PROBLEM: Return every entry in full, with no alterations.

SUPPLIED MATERIAL:
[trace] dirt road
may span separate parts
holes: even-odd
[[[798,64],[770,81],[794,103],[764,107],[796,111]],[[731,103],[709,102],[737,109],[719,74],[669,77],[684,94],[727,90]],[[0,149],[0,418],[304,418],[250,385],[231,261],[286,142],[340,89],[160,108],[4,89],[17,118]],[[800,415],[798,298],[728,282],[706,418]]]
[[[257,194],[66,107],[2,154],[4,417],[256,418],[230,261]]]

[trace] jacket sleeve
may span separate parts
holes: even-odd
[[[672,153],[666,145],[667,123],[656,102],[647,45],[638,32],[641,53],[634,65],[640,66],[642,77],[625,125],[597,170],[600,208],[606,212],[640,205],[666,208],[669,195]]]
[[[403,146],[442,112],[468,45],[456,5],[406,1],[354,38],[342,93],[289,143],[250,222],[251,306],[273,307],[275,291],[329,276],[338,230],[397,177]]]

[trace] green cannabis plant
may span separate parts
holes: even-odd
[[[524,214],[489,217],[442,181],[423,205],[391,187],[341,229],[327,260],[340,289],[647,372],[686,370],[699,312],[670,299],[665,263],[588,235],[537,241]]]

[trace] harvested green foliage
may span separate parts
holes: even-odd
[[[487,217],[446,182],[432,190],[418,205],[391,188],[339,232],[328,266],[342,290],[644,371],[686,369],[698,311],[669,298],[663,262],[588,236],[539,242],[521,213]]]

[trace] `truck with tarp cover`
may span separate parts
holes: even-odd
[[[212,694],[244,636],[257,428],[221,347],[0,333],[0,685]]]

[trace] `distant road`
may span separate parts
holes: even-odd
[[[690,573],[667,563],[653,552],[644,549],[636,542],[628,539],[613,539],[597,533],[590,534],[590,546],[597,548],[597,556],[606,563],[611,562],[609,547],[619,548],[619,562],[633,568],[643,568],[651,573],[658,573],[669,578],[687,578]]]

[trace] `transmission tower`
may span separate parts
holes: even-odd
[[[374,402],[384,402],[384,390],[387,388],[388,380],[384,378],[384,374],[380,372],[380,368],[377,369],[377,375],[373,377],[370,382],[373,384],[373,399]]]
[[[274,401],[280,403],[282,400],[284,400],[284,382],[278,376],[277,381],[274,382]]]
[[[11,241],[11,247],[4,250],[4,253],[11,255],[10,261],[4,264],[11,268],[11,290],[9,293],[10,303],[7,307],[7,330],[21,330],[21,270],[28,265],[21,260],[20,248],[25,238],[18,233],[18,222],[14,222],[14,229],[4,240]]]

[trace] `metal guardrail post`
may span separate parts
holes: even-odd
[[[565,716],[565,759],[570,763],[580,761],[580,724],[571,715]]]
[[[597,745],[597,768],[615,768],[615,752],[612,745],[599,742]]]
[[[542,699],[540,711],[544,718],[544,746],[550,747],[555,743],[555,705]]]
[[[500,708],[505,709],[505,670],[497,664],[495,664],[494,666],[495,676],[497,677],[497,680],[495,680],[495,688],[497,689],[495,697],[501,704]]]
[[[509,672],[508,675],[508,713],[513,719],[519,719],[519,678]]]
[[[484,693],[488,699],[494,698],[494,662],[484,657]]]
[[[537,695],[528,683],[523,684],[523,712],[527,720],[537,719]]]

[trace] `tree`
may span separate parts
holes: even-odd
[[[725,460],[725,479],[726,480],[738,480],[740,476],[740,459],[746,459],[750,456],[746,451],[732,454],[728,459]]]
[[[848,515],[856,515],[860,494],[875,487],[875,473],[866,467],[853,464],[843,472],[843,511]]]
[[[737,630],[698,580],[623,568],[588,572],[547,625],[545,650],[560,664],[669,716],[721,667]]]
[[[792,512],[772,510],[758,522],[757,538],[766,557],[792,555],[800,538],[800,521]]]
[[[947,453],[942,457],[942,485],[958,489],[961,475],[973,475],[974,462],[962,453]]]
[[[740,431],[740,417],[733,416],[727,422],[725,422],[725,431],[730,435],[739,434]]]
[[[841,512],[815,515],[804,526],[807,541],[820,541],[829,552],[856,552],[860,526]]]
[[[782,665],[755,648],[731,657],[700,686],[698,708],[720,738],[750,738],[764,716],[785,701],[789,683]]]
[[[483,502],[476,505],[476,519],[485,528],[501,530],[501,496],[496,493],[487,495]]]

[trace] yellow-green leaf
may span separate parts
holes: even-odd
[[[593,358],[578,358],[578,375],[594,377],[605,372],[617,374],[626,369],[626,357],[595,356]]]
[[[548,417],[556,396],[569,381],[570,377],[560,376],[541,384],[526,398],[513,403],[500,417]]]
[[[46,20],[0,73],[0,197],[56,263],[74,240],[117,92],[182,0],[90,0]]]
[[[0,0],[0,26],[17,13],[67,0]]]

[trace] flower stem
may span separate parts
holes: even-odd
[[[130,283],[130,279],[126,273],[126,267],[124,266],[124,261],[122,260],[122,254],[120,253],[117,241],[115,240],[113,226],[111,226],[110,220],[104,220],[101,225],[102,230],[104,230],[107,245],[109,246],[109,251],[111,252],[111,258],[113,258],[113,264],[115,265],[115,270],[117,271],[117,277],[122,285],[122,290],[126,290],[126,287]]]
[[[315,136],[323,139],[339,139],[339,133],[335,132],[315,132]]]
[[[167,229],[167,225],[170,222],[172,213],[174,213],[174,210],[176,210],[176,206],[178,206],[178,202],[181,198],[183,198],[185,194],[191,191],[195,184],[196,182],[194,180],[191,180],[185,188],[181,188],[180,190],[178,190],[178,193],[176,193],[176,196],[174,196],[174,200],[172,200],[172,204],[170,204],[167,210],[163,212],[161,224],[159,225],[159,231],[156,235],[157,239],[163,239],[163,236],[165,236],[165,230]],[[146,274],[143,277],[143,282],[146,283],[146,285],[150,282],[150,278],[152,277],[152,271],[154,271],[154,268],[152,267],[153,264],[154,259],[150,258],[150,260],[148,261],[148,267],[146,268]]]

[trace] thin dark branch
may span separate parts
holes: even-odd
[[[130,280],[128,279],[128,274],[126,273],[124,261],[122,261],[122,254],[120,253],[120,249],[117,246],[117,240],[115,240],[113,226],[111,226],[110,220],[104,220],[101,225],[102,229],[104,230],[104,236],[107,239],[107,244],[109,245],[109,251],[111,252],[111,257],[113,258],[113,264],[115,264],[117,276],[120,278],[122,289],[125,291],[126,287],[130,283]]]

REPLY TO THE TASK:
[trace] dirt road
may span separate parts
holes: even-odd
[[[798,64],[770,81],[794,103],[764,107],[796,111]],[[731,103],[709,102],[737,109],[719,74],[669,77],[684,94],[727,90]],[[0,149],[0,418],[304,418],[250,385],[231,261],[286,142],[340,89],[160,108],[4,89],[17,118]],[[800,415],[798,298],[728,282],[706,418]]]
[[[257,194],[66,107],[2,154],[4,417],[256,418],[230,261]]]

[trace] jacket sleeve
may span separate parts
holes: even-odd
[[[672,153],[666,145],[667,123],[656,102],[647,45],[638,32],[641,53],[634,65],[640,66],[642,77],[625,125],[597,170],[600,208],[606,212],[640,205],[666,208],[669,195]]]
[[[403,146],[442,112],[468,45],[456,5],[406,1],[354,38],[342,93],[289,143],[250,222],[251,306],[273,307],[275,291],[329,276],[338,230],[397,177]]]

[trace] green cannabis plant
may span separate parts
holes: even-odd
[[[524,214],[489,217],[442,181],[423,205],[391,187],[341,229],[327,260],[340,289],[647,372],[686,370],[699,312],[670,299],[665,263],[588,235],[537,241]]]

[trace] harvested green foliage
may span separate parts
holes: even-odd
[[[487,217],[446,182],[432,190],[418,205],[391,188],[339,232],[328,266],[342,290],[644,371],[686,369],[698,311],[669,298],[663,262],[588,236],[539,242],[521,213]]]

[trace] `truck with tarp cover`
may span separate parts
holes: even-odd
[[[212,694],[244,636],[257,428],[221,347],[0,333],[0,685]]]

[trace] `distant road`
may span separate parts
holes: even-odd
[[[690,573],[667,563],[653,552],[644,549],[636,542],[628,539],[613,539],[597,533],[590,534],[590,546],[597,548],[597,556],[606,563],[611,562],[609,547],[619,548],[619,562],[633,568],[643,568],[651,573],[658,573],[669,578],[687,578]]]

[trace] `transmission tower`
may span separate parts
holes: even-odd
[[[374,402],[384,402],[384,390],[387,388],[388,380],[384,378],[384,374],[380,372],[380,368],[377,369],[377,375],[373,377],[370,382],[373,384],[373,399]]]
[[[274,401],[280,403],[282,400],[284,400],[284,382],[278,376],[277,381],[274,382]]]
[[[11,241],[11,247],[4,250],[4,253],[11,255],[10,261],[4,264],[11,268],[11,290],[9,293],[10,303],[7,307],[7,330],[21,330],[21,270],[28,265],[21,260],[20,248],[25,238],[18,233],[18,222],[14,222],[14,229],[4,240]]]

[trace] `metal guardrail post`
may span separate parts
holes: even-odd
[[[565,716],[565,759],[570,763],[580,761],[580,724],[571,715]]]
[[[597,745],[597,768],[615,768],[615,752],[612,745],[599,742]]]
[[[542,699],[540,711],[544,718],[544,746],[550,747],[555,743],[555,705]]]
[[[500,708],[505,709],[505,670],[497,664],[495,664],[494,666],[495,676],[497,677],[497,680],[495,680],[495,688],[497,689],[495,697],[501,704]]]
[[[509,672],[508,675],[508,713],[513,719],[519,719],[519,678]]]
[[[484,693],[488,699],[494,698],[494,662],[484,657]]]
[[[537,695],[528,683],[523,684],[523,712],[527,720],[537,719]]]

[trace] `tree`
may span separate parts
holes: even-odd
[[[725,460],[725,479],[726,480],[738,480],[740,476],[740,459],[746,459],[750,456],[746,451],[732,454],[728,459]]]
[[[848,515],[856,515],[860,494],[875,487],[875,473],[866,467],[853,464],[843,472],[843,511]]]
[[[737,630],[698,580],[623,568],[588,572],[547,625],[545,650],[560,664],[669,716],[721,667]]]
[[[792,512],[772,510],[758,522],[757,538],[766,557],[792,555],[800,538],[800,521]]]
[[[947,453],[942,457],[942,485],[958,489],[961,475],[973,475],[974,462],[962,453]]]
[[[740,431],[740,417],[733,416],[727,422],[725,422],[725,431],[730,435],[739,434]]]
[[[841,512],[815,515],[804,526],[807,541],[820,541],[829,552],[856,552],[860,526]]]
[[[782,665],[755,648],[731,657],[700,686],[698,708],[720,738],[750,738],[764,716],[785,701],[789,683]]]
[[[483,502],[476,505],[476,519],[485,528],[501,530],[501,496],[496,493],[487,495]]]

[trace] yellow-green leaf
may span separate parts
holes: even-odd
[[[593,358],[578,358],[578,375],[594,377],[605,372],[617,374],[626,369],[626,357],[595,356]]]
[[[548,417],[556,396],[569,381],[570,377],[560,376],[541,384],[526,398],[513,403],[500,417]]]
[[[46,20],[0,73],[0,197],[56,263],[74,240],[117,92],[182,0],[90,0]]]
[[[0,0],[0,26],[17,13],[67,0]]]

[trace] flower stem
may span separate parts
holes: even-odd
[[[130,283],[130,279],[126,273],[126,267],[124,266],[124,261],[122,260],[122,254],[120,253],[117,241],[115,240],[113,226],[111,226],[110,220],[104,220],[101,225],[102,230],[104,230],[107,245],[109,246],[109,251],[111,252],[111,258],[113,258],[113,264],[115,265],[115,270],[117,271],[117,277],[122,285],[122,290],[126,290],[126,287]]]
[[[315,136],[323,139],[339,139],[339,133],[335,132],[315,132]]]
[[[167,229],[167,225],[170,222],[172,213],[174,213],[174,210],[176,210],[176,206],[178,206],[178,202],[181,198],[183,198],[185,194],[191,191],[195,184],[196,182],[194,180],[191,180],[185,188],[181,188],[180,190],[178,190],[178,193],[176,193],[176,196],[174,196],[174,200],[172,200],[172,204],[170,204],[167,210],[163,212],[161,224],[159,225],[159,231],[156,235],[157,239],[163,239],[163,236],[165,236],[165,230]],[[146,274],[143,277],[143,282],[146,283],[146,285],[150,282],[150,278],[152,277],[152,271],[154,271],[154,268],[152,267],[153,264],[154,259],[150,258],[150,260],[148,261],[148,267],[146,268]]]

[trace] thin dark branch
may span separate parts
holes: even-odd
[[[130,280],[128,279],[128,274],[126,273],[124,261],[122,261],[122,254],[120,253],[120,249],[117,246],[117,240],[115,240],[113,226],[111,226],[110,220],[104,220],[101,225],[102,229],[104,230],[104,236],[107,239],[107,244],[109,245],[109,251],[111,252],[111,257],[113,258],[113,264],[115,264],[117,276],[120,278],[122,289],[125,291],[126,287],[130,283]]]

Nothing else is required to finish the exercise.